* Work instructions
Repeat the records below word for word and omit each image.

* Excerpted data
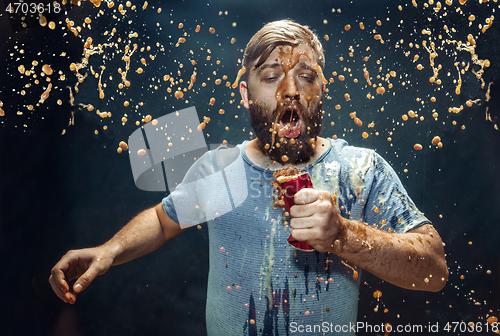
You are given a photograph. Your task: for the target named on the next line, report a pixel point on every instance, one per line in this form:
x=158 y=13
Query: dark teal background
x=73 y=191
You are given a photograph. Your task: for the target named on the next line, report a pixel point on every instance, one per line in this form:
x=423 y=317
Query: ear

* Answer area
You are given a photograph. Your task: for the target named on the next line, report a pixel point on every instance, one per line in this form:
x=158 y=13
Query: dark teal background
x=73 y=191
You are given a photograph. Your task: for the target named on the next line, report a pixel point on every instance, one per line in this form:
x=423 y=317
Query: ear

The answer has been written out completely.